* Start GIVEN DATA *

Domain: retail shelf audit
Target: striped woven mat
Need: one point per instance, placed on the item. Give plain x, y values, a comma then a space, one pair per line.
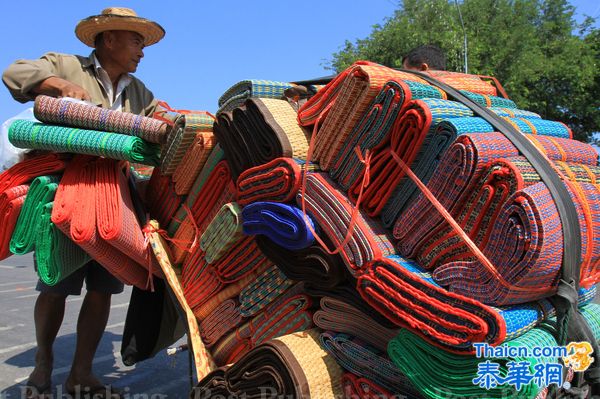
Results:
283, 224
66, 112
26, 232
332, 211
237, 94
364, 361
192, 162
56, 255
360, 387
278, 181
260, 131
438, 374
292, 366
313, 265
339, 316
286, 315
27, 134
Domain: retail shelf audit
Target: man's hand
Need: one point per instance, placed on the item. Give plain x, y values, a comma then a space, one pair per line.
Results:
57, 87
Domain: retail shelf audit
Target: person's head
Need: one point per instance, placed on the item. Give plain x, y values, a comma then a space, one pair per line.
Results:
425, 57
119, 36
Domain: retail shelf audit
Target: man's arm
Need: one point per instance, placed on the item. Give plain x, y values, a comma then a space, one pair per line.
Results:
27, 78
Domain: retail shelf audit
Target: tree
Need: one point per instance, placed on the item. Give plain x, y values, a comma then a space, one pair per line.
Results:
546, 61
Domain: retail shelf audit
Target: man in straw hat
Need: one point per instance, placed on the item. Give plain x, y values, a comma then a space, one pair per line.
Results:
118, 37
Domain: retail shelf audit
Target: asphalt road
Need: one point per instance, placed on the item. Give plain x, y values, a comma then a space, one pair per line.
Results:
161, 377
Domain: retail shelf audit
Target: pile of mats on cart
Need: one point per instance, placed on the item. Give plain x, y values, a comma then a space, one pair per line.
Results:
312, 264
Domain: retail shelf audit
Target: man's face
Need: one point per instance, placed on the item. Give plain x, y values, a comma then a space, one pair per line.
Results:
126, 49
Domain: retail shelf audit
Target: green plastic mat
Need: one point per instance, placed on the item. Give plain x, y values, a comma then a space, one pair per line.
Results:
28, 134
41, 191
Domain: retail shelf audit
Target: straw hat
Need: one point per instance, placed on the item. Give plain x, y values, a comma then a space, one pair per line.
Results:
118, 18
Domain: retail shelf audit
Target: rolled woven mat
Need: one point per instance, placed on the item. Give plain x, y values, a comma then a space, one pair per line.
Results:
116, 220
260, 131
74, 214
181, 138
360, 387
375, 125
292, 366
462, 164
228, 291
27, 134
216, 156
225, 317
198, 279
223, 231
339, 316
217, 190
364, 361
439, 374
25, 171
237, 94
287, 314
192, 162
436, 143
11, 202
242, 258
278, 181
41, 191
262, 291
57, 256
284, 224
313, 264
358, 87
332, 211
66, 112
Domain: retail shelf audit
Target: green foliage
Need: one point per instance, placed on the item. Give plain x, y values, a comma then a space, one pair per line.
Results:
546, 61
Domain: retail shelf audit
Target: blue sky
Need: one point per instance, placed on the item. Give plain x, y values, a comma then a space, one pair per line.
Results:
209, 45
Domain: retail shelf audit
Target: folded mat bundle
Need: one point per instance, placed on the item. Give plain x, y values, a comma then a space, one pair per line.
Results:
407, 295
237, 94
57, 256
74, 214
73, 113
340, 316
242, 258
375, 124
278, 181
313, 264
32, 167
217, 190
332, 211
364, 361
292, 366
287, 314
181, 138
224, 318
116, 220
462, 165
435, 143
28, 134
284, 224
260, 131
439, 374
360, 387
11, 202
216, 156
193, 161
223, 231
41, 192
262, 291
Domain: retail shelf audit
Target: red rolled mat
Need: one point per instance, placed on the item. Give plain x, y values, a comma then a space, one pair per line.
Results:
11, 202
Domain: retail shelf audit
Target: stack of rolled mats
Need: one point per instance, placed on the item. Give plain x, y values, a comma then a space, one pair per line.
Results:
69, 126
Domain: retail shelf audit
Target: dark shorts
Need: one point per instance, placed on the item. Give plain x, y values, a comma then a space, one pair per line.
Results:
96, 277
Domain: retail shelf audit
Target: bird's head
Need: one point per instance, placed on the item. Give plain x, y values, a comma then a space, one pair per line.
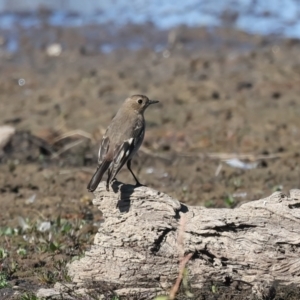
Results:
139, 103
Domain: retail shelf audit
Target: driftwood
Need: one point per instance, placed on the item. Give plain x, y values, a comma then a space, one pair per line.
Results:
136, 248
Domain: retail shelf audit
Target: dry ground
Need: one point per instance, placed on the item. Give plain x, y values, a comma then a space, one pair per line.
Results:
222, 94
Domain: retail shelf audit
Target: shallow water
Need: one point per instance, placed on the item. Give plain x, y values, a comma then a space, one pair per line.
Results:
279, 17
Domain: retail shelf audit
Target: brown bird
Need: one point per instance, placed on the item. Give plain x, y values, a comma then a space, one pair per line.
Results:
121, 141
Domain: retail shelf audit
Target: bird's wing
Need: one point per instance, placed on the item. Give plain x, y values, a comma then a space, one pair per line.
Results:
125, 150
103, 149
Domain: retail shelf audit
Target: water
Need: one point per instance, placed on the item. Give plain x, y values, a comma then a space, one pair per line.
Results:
279, 17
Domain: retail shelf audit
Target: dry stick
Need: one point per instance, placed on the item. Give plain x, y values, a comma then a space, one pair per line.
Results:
72, 133
66, 148
183, 259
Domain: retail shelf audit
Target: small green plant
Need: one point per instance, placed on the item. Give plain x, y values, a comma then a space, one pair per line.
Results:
3, 280
28, 296
22, 252
229, 200
3, 253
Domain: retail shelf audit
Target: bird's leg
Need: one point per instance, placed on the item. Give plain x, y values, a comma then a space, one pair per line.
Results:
129, 168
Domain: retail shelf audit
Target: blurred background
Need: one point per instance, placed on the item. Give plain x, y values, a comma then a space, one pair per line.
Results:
226, 130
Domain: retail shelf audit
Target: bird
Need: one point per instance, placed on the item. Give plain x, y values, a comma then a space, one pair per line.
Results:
122, 140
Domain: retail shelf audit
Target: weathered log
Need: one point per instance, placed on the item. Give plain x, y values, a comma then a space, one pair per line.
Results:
136, 247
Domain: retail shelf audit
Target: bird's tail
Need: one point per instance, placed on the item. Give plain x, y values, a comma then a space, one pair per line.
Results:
93, 184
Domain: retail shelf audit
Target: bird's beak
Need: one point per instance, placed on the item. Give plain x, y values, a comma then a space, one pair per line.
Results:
153, 101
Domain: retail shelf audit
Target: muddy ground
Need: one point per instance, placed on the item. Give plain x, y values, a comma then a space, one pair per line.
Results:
222, 93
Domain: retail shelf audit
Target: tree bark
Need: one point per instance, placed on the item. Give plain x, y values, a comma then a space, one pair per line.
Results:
137, 248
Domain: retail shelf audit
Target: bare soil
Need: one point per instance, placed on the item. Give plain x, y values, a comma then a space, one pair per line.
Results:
222, 94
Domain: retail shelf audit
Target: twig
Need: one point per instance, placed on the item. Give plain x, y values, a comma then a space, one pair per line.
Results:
183, 259
226, 156
72, 133
66, 148
182, 264
155, 155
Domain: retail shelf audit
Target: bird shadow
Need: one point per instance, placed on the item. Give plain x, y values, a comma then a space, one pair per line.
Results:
126, 190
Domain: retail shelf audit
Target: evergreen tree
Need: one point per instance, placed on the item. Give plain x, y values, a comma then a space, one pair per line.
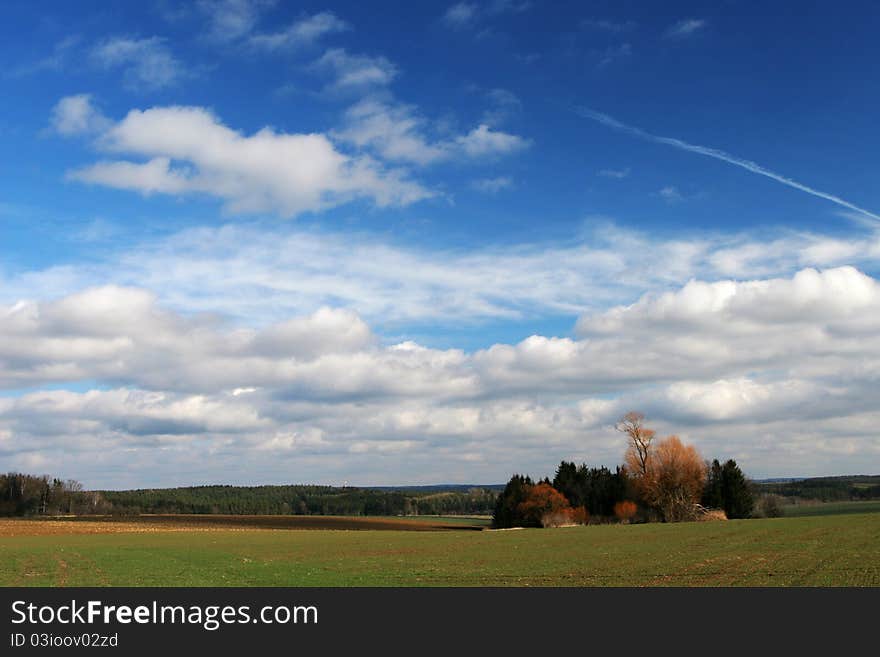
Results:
735, 491
515, 493
713, 497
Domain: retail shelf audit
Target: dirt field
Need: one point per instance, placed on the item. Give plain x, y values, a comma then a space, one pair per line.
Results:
833, 550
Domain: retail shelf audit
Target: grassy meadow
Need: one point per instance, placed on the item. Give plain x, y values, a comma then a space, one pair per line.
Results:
827, 550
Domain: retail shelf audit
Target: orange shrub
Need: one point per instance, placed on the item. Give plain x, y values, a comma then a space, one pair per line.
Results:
625, 510
541, 500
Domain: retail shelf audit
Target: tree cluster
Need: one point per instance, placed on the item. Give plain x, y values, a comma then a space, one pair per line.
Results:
30, 495
660, 479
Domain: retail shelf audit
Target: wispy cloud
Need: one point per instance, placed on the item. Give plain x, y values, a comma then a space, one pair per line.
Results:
56, 61
467, 15
685, 28
460, 15
612, 53
617, 174
301, 33
230, 20
148, 64
396, 132
670, 194
492, 185
716, 154
609, 26
355, 72
77, 115
190, 151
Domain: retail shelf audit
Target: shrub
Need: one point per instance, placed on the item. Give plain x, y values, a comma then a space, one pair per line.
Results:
625, 510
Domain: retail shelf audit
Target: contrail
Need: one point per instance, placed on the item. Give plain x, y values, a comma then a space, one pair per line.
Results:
748, 165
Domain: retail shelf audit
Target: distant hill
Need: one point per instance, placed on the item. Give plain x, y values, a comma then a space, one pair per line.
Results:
306, 500
825, 489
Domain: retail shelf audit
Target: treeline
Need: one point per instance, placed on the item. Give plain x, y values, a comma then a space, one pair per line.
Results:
827, 489
28, 495
300, 500
663, 480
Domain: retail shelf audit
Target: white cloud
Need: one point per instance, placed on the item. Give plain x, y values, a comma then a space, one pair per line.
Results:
355, 73
617, 174
230, 20
613, 53
492, 185
303, 32
686, 28
483, 141
465, 15
396, 132
148, 64
461, 15
609, 26
57, 61
77, 115
778, 373
264, 172
670, 194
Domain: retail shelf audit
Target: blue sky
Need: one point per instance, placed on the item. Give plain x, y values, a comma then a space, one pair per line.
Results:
384, 244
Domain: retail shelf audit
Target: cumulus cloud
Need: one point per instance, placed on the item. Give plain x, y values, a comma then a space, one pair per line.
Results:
779, 373
303, 32
77, 115
147, 64
189, 150
396, 132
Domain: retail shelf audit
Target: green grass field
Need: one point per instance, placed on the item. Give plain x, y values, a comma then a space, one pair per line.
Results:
833, 550
830, 508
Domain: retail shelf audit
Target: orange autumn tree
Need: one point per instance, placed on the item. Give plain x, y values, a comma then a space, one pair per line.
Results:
640, 439
625, 510
668, 475
545, 506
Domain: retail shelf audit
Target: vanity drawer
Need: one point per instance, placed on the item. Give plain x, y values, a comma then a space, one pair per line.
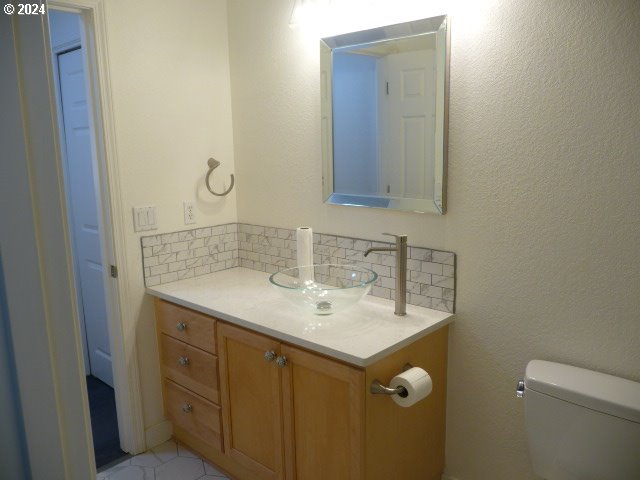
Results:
190, 367
186, 325
194, 414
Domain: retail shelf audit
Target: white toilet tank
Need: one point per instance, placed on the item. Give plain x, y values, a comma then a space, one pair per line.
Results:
581, 425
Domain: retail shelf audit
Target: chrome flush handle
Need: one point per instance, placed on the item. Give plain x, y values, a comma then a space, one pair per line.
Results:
520, 389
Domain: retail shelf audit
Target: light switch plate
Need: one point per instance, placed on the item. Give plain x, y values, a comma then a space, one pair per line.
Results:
145, 218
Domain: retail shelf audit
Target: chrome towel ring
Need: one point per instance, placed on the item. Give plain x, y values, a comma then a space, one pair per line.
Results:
213, 164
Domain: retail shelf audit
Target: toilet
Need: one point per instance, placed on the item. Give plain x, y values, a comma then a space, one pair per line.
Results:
581, 425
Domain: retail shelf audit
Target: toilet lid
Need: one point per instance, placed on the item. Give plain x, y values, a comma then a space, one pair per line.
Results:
597, 391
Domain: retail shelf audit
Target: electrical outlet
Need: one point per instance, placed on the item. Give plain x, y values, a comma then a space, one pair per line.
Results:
144, 218
189, 212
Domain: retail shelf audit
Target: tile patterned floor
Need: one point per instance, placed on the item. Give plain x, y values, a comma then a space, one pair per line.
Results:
169, 461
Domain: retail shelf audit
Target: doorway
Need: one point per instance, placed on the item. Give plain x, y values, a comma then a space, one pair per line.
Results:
86, 228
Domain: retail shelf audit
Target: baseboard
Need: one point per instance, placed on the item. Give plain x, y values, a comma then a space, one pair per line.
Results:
158, 433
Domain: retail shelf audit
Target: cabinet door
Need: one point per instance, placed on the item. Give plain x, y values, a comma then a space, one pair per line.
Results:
324, 417
251, 401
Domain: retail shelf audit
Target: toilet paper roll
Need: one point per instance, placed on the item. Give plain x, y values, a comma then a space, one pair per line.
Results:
416, 381
304, 242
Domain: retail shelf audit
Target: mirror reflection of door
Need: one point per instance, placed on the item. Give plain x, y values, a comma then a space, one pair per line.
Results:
389, 95
384, 100
406, 162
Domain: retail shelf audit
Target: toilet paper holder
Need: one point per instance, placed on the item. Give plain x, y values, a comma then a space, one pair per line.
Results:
378, 388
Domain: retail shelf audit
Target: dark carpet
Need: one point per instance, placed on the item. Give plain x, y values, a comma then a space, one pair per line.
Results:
104, 423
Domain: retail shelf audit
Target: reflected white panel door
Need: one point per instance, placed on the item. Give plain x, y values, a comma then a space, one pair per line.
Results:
84, 213
407, 160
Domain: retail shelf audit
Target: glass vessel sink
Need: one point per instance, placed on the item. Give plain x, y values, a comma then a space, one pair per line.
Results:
324, 289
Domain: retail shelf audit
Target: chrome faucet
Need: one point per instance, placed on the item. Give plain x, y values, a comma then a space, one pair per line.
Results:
401, 270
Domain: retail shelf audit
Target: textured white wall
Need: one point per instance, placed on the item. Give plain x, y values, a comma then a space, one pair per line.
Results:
544, 178
169, 70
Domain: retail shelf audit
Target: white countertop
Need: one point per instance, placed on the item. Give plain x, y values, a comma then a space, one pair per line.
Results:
360, 335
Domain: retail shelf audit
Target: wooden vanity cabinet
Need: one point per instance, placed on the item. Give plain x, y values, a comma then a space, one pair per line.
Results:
300, 419
312, 417
189, 366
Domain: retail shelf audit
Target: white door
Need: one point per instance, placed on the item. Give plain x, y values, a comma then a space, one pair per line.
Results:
409, 103
84, 219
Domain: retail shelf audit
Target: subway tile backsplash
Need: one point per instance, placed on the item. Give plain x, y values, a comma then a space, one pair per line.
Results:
175, 256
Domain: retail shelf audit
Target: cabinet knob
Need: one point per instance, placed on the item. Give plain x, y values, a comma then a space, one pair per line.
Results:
281, 361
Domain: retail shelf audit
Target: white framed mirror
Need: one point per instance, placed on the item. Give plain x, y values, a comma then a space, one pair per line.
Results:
384, 109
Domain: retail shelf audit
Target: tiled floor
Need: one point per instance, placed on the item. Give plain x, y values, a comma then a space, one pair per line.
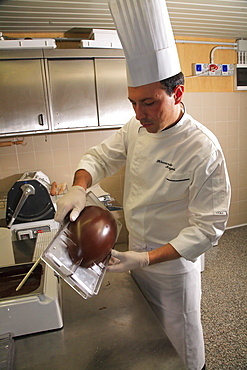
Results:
224, 302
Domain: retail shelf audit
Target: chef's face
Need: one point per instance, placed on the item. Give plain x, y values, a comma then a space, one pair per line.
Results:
154, 108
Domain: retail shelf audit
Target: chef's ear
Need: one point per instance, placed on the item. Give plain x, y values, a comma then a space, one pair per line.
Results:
178, 93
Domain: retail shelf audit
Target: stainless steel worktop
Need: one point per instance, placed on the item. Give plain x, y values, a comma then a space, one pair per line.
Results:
114, 330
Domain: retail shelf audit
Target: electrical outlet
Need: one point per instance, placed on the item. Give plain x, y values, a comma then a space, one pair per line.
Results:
227, 70
200, 69
212, 69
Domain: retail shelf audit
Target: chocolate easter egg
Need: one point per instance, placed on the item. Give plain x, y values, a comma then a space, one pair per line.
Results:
92, 236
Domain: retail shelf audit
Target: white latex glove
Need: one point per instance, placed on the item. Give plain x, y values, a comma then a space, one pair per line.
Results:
125, 261
74, 200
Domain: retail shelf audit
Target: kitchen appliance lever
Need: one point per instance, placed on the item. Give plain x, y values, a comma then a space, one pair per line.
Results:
27, 189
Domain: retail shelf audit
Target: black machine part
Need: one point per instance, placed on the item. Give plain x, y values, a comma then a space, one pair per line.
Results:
37, 205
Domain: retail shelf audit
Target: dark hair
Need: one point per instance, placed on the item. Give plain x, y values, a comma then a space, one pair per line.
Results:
170, 83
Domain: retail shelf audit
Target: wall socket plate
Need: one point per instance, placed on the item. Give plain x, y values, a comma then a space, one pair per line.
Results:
212, 69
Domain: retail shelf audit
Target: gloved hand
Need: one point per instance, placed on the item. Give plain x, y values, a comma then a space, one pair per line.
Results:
74, 200
124, 261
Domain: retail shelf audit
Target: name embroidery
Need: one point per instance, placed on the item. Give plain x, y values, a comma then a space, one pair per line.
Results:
167, 165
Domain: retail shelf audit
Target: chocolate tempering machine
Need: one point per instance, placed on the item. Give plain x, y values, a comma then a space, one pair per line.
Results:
30, 217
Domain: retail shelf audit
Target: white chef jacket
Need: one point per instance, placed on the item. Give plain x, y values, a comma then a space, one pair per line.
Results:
176, 187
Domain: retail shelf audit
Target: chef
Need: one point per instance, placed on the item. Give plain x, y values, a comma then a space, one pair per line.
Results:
176, 190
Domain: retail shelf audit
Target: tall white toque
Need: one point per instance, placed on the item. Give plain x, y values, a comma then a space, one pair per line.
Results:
146, 35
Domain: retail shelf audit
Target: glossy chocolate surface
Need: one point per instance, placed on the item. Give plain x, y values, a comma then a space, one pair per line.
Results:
92, 235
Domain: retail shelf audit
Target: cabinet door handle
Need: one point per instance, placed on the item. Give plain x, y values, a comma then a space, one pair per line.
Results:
40, 118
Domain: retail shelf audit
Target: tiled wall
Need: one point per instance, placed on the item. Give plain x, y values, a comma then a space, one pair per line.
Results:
58, 154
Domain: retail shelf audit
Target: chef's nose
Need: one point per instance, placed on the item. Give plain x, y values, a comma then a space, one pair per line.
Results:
140, 112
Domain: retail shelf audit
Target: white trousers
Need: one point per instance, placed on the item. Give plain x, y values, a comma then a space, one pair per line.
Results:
175, 299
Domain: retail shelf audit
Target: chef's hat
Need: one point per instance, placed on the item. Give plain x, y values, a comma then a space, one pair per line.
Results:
146, 35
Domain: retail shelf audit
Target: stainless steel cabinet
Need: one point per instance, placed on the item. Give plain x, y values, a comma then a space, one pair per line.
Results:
62, 90
72, 93
112, 95
22, 97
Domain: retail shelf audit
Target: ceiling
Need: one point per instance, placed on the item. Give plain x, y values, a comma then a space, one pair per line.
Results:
197, 18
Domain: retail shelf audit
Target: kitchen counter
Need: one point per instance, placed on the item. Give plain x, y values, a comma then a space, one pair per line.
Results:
114, 330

* End GIVEN DATA *

== INSTRUCTIONS FOR THE TASK ==
Show every line of the entries that contains the string "chrome". Case counts.

== EXERCISE RESPONSE ==
Target: chrome flush handle
Target: chrome towel ring
Target: chrome faucet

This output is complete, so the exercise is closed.